Problem requirements :: Copy out all of the material. Every line must match the original.

Given records ::

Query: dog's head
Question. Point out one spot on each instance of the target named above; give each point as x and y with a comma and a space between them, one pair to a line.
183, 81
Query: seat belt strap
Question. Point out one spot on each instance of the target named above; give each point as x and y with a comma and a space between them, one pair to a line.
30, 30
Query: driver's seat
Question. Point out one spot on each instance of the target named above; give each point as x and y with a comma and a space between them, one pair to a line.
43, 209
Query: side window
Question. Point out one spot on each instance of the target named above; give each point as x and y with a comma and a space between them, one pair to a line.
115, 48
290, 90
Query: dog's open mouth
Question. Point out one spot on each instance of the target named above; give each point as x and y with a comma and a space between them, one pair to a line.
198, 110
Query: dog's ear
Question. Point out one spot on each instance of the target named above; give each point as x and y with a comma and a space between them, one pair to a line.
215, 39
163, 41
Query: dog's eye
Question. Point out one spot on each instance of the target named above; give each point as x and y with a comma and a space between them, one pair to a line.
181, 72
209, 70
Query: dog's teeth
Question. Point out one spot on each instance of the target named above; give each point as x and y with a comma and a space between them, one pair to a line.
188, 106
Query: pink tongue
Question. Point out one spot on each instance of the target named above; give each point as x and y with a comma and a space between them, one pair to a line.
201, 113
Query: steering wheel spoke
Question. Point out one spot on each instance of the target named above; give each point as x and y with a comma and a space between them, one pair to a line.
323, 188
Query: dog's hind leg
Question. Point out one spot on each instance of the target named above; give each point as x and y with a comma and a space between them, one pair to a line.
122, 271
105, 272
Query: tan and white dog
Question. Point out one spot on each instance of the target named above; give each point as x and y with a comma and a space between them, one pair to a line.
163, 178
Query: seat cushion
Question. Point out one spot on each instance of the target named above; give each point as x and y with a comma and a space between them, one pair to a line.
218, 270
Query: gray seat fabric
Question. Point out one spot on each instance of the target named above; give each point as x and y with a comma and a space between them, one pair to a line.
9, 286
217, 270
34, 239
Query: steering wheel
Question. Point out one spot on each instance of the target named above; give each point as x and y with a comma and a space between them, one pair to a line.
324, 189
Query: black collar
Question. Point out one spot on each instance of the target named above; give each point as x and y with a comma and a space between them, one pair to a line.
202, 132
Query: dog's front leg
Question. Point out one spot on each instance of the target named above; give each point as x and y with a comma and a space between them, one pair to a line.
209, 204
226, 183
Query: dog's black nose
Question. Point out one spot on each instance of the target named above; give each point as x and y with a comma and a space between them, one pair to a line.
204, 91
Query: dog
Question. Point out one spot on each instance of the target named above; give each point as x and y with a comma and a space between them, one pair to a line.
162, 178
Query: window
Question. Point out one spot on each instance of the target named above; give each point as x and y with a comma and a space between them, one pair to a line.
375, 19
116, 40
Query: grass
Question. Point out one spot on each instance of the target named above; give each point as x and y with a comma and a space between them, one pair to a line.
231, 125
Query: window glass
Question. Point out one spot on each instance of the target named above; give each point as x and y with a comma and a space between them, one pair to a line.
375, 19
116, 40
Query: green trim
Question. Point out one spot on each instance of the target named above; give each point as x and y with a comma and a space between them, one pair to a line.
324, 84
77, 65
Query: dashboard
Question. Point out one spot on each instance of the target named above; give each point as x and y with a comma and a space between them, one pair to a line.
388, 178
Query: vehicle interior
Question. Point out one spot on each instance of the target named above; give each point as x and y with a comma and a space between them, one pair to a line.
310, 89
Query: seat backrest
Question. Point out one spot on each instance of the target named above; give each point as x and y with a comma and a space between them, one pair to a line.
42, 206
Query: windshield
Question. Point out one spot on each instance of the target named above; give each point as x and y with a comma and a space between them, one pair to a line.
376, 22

Task response ::
Query: dog's head
Question. Point out one spot on each instance of the target named above; give each point as x and y with a comma and a space between them, one pair to a line.
183, 81
Query: seat belt strap
Question. Point out one spot on each instance of the target named above; give each point as x and y with a comma and a space between them, one pair to a line.
30, 30
Query: driver's seat
Question. Point out one spot on each instance of the target named above; give each point as x and y with a comma and a space between them, one pair to a line.
43, 209
Query: side window
Question. Point out one spot on each instance of the target named above; give each point as x and y with a comma and a space between them, one pair to a line.
115, 48
290, 90
Query: dog's open mouth
Question. Point out one spot on each instance of the target named above; give each point as x and y with a comma and a space between them, one pair to a line.
198, 110
Query: dog's ear
Question. Point out one spot on each instance of the target named above; give each point as x and y with a comma and a space between them, one pair to a line.
215, 39
163, 41
Query: dog's eye
Question. Point out one spot on each instance of the target named above; give each point as x and y with a comma and a space between them, one pair to a line.
181, 72
209, 70
Query: dog's teeth
Question. Point out one spot on each instance of the target named above; give each point as x and y with a comma and a space between them, one pair to a line.
188, 106
Query: pink tongue
Question. Point out one spot on each instance of the target named above; give each point as x and y with a comma and a space between them, one pair to a line.
201, 113
Query: steering wheel spoke
Question. Point out one spot on each instance of the target named above; give each point as x and y with a comma and a space between them, one pair to a line.
323, 188
Query: dog's hind leg
Question. Point out one spot on each instance of the target named above; give each point as x and y with a comma and a space between them, one pair to a line.
122, 271
105, 272
Query: tan and white dog
Question. Point out one spot on each instance of the target named above; give each point as x and y with a comma and a space between them, one pair to a line.
163, 178
Query: seat cushion
Question. Point out one spot on each instance of the target named above; give each point as x and y with a comma and a space between them, one pair to a line.
218, 270
Query: gray seat fabric
Question. Point out one spot on each instance of the target named above; give each point as x and y with a comma and a space between them, one pair to a line.
9, 286
217, 270
34, 239
Query: steering wheel
Question. Point out one spot on each instance of the target named above; give each point as x and y with a comma and a space between them, one pair to a line.
324, 189
Query: black collar
Question. Point out one spot on each instance of the target named above; give each point as x and y with a comma and a space between them, one pair to a line.
202, 132
Query: dog's front leg
Question. Point out one spot on each instance of the target named above; give each point as x and y with a comma and a space between them, one pair to a line.
209, 204
226, 183
Query: dog's black nose
Question. Point out one spot on each instance of the target named above; give each point as x and y with a comma and a space between them, one pair to a line.
204, 91
Query: dog
Question. Point out one spot on each instance of the target named above; give each point as x and y with a comma and a space between them, one pair to a line.
162, 178
Query: window
Question. Point out one spot on each instance of the target named above; give each point as x and y with a comma and a space between them, one pair to a line.
375, 19
116, 40
Query: grass
Question. Point out one spot on each instance of the target named above; give each point as x and y with a comma and a space between them, one pair to a line.
231, 125
Query: window glass
Question. Point out one spot on each instance of the target named above; give each point as x and y with a comma and a space between them, one pair to a line.
375, 19
116, 40
Query: green trim
Question. Point out one spot on each instance of the target named above; give each point as x and y with a comma and a space between them, one pair to a line.
324, 84
77, 65
Query: dashboard
Question. Point out one spot on each instance of the target named above; give each point as x and y with a comma and a space between them, one pair to a line.
388, 178
Query: vehicle interior
Question. Point out one spot on each instance of the target named above; give each point as x and y with a comma and a space between them, one pair to a line.
310, 89
Query: seat backrest
Question. Point out one spot on each instance of the target named above; give each point as x and y with a comma and a space between them, one pair to a line.
42, 206
Query: windshield
Question. Point out one spot on each instance of the target named above; give each point as x and y with a comma and a space between them, one pair to a line.
376, 22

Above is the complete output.